- YOUR TASK -
Please collect every line of the data below that contains the string "crate", and copy each one. Case counts.

------------------------------------

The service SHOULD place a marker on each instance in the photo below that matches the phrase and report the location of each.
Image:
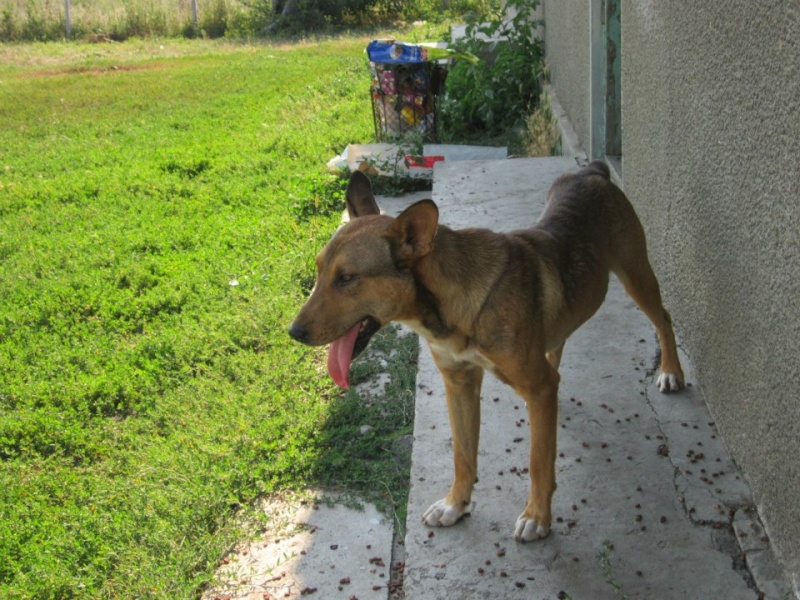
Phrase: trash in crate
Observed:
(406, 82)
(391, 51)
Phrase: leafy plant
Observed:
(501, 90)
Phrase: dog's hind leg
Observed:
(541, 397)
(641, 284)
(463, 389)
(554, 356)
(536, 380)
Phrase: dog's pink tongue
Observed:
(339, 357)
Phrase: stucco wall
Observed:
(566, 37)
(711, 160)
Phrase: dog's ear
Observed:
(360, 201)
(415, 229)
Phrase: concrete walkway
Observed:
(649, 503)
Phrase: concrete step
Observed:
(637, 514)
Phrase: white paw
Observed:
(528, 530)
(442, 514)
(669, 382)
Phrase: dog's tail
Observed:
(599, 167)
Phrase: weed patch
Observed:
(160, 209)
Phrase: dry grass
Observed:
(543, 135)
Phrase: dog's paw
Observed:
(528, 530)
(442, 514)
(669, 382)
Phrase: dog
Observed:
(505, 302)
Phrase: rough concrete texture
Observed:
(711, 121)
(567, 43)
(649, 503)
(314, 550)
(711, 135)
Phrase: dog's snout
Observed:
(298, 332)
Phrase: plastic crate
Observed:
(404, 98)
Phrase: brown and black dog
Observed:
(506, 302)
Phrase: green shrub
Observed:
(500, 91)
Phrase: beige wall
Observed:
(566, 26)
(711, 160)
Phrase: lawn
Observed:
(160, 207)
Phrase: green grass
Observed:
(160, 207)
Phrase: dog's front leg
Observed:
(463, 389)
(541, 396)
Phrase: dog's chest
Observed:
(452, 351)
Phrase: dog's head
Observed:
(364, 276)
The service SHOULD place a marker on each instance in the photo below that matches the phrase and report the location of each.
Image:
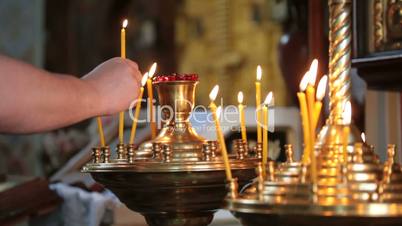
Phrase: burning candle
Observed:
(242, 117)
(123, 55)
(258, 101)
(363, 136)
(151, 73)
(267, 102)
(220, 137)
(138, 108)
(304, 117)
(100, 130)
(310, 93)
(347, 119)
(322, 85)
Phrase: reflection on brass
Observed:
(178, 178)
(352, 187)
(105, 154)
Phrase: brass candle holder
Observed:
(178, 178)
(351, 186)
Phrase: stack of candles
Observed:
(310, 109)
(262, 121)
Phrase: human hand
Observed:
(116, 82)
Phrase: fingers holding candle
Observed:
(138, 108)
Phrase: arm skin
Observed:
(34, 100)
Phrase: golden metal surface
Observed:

------------------------------------

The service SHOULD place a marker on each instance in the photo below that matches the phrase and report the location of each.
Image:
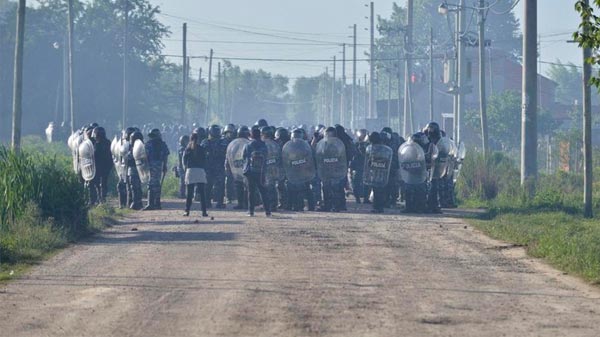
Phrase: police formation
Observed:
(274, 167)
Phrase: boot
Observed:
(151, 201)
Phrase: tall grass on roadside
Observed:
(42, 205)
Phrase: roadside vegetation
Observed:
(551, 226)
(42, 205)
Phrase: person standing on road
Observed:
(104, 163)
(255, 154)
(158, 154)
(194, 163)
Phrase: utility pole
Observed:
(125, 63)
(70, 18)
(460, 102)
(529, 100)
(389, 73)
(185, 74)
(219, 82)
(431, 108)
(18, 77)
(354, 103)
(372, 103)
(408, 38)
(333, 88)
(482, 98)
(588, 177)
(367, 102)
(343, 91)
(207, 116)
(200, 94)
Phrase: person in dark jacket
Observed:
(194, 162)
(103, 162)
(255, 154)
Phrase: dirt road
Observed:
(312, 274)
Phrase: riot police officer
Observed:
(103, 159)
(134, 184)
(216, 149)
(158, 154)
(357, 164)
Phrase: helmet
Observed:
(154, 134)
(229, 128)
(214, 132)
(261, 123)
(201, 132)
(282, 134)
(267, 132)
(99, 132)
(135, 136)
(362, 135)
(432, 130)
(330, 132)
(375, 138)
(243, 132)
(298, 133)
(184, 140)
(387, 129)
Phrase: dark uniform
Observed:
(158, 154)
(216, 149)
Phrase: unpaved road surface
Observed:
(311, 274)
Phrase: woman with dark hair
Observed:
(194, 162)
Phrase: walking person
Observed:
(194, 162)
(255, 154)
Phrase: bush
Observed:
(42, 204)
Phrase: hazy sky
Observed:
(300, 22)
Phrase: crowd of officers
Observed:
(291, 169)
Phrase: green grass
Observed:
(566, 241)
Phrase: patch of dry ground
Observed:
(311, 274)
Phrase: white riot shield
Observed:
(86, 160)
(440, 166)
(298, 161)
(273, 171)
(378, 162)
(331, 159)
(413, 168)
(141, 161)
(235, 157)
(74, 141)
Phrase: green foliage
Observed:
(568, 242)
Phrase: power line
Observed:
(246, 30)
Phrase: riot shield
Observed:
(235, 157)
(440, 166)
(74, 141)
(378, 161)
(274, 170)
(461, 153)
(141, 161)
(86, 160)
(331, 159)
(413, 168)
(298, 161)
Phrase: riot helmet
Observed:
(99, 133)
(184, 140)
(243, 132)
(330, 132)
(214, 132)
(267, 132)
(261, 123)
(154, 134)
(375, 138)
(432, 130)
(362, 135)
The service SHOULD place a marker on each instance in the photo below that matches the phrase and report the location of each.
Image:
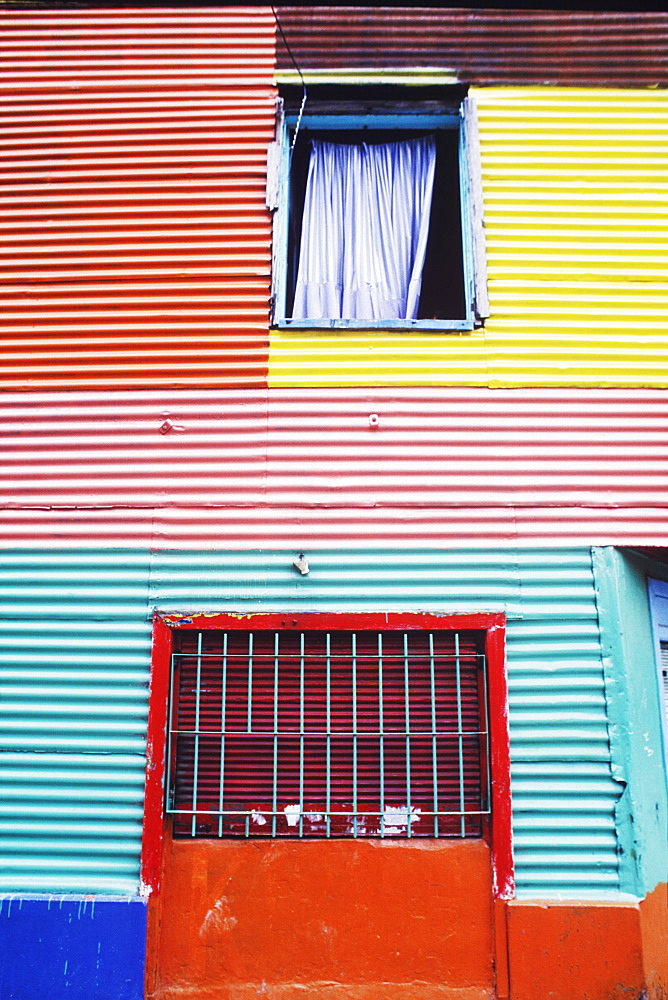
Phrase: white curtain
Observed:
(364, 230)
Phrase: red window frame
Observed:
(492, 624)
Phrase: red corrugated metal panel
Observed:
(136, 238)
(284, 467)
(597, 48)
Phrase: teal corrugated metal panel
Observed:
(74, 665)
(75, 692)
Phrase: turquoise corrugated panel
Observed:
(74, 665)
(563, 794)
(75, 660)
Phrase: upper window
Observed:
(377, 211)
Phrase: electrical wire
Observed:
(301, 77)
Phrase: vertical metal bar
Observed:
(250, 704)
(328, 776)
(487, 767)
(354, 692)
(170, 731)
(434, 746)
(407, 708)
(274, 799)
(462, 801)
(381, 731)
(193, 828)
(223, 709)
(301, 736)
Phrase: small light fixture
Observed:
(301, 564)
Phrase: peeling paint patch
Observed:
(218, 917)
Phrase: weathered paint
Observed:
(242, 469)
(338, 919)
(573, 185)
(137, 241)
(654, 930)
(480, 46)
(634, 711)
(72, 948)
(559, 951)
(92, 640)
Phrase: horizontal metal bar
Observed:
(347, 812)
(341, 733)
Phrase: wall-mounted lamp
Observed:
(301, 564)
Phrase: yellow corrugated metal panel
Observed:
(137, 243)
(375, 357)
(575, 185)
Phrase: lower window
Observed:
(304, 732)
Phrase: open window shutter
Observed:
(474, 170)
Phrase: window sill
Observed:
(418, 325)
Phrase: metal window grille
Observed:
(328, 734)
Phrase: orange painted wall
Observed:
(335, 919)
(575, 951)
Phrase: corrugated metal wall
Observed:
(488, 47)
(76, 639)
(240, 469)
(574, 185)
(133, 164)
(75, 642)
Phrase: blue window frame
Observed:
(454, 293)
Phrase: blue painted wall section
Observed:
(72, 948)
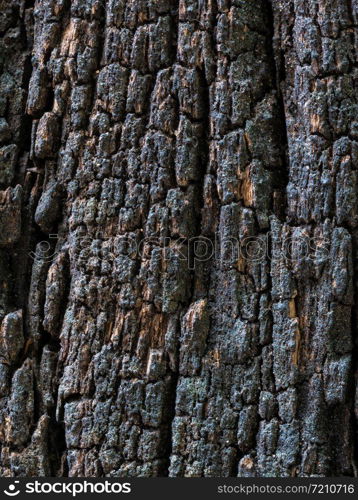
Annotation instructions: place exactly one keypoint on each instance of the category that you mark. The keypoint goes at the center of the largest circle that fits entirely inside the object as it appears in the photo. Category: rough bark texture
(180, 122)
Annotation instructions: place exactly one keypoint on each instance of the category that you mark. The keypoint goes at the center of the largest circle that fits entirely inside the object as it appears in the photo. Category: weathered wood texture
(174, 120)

------------------------------------

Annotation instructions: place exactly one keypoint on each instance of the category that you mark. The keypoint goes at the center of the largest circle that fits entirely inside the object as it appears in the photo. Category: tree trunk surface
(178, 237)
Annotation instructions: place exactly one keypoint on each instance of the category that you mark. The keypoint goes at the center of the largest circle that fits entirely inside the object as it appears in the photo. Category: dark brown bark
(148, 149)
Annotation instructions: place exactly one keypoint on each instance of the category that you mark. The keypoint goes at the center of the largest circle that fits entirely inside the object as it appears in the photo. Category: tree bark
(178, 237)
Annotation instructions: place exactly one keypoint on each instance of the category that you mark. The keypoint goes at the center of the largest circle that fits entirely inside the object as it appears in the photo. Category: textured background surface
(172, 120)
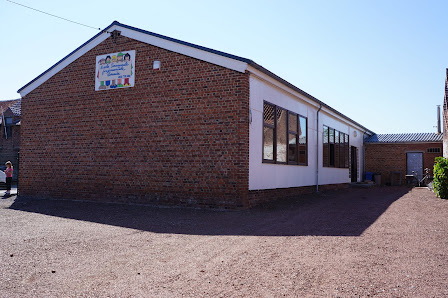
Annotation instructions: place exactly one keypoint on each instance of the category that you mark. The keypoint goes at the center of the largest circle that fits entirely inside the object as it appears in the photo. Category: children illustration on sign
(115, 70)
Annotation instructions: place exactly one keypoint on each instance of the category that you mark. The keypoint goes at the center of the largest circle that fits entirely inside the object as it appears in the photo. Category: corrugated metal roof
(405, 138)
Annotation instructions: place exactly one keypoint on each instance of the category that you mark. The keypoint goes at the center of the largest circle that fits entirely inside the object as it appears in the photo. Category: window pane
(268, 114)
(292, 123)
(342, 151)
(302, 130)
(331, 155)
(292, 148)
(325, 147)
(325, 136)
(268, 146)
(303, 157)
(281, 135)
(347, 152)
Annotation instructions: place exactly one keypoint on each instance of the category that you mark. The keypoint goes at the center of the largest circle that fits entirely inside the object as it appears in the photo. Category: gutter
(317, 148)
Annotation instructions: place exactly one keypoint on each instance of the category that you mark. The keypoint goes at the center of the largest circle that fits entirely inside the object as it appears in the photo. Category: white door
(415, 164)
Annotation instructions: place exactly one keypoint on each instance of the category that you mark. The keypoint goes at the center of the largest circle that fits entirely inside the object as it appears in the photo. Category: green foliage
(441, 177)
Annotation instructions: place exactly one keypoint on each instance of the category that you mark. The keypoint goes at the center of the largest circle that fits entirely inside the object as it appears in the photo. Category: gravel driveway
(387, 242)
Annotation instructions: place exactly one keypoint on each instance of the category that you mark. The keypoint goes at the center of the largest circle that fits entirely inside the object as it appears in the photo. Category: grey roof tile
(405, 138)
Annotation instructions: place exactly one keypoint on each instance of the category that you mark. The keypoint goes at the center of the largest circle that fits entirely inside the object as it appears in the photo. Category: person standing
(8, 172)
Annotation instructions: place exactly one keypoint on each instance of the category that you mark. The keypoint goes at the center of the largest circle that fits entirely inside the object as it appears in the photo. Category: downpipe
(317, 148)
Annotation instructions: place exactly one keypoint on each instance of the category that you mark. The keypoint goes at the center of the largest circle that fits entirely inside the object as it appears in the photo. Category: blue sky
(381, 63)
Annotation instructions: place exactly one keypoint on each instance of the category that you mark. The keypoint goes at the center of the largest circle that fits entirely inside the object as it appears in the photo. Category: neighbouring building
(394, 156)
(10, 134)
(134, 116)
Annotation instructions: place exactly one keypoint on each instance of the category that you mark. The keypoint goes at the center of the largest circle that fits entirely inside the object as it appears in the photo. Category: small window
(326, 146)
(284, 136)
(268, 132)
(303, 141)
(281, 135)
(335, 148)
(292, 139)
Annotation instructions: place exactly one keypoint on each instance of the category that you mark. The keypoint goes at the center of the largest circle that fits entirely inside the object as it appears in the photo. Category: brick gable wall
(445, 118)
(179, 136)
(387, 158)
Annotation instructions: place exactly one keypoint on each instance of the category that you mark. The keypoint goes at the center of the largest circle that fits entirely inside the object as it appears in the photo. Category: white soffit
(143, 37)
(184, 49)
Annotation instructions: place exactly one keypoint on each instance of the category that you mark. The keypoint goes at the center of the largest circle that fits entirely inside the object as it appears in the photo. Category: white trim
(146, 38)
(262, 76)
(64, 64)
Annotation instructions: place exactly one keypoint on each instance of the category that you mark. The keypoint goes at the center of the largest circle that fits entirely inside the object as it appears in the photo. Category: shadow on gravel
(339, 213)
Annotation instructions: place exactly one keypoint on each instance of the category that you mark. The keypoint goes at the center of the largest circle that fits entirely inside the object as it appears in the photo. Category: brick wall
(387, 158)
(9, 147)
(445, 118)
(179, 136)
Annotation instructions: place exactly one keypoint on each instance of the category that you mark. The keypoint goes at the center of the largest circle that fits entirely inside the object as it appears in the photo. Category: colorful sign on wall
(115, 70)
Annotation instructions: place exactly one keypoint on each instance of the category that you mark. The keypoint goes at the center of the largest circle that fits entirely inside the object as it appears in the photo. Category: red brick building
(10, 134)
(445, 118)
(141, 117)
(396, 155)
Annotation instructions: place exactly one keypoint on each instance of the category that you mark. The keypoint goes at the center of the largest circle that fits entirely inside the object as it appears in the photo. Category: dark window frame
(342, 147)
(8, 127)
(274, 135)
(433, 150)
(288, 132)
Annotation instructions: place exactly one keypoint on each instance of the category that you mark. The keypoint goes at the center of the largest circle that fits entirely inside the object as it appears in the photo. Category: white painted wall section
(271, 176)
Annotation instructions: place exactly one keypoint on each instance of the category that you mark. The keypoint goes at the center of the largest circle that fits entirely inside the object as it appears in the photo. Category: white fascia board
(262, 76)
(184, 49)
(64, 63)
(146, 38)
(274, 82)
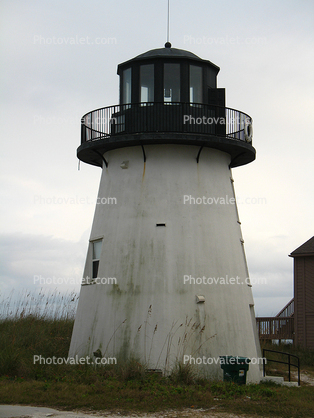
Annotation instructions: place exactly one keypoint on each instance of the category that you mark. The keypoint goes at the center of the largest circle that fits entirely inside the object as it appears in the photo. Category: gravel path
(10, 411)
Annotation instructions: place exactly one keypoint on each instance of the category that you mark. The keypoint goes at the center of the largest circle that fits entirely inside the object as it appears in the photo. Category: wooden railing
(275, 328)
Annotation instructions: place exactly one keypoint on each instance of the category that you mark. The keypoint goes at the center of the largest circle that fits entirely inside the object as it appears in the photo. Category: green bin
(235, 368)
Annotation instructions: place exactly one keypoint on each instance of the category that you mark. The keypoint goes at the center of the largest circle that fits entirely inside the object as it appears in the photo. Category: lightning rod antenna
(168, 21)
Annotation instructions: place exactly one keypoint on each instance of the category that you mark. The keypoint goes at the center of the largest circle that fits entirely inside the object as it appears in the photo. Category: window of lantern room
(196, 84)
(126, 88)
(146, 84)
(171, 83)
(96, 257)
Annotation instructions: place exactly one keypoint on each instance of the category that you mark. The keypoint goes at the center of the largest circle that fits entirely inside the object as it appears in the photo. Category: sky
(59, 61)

------------------------------------

- RESULT -
Phrase: trash in crate
Phrase: plastic crate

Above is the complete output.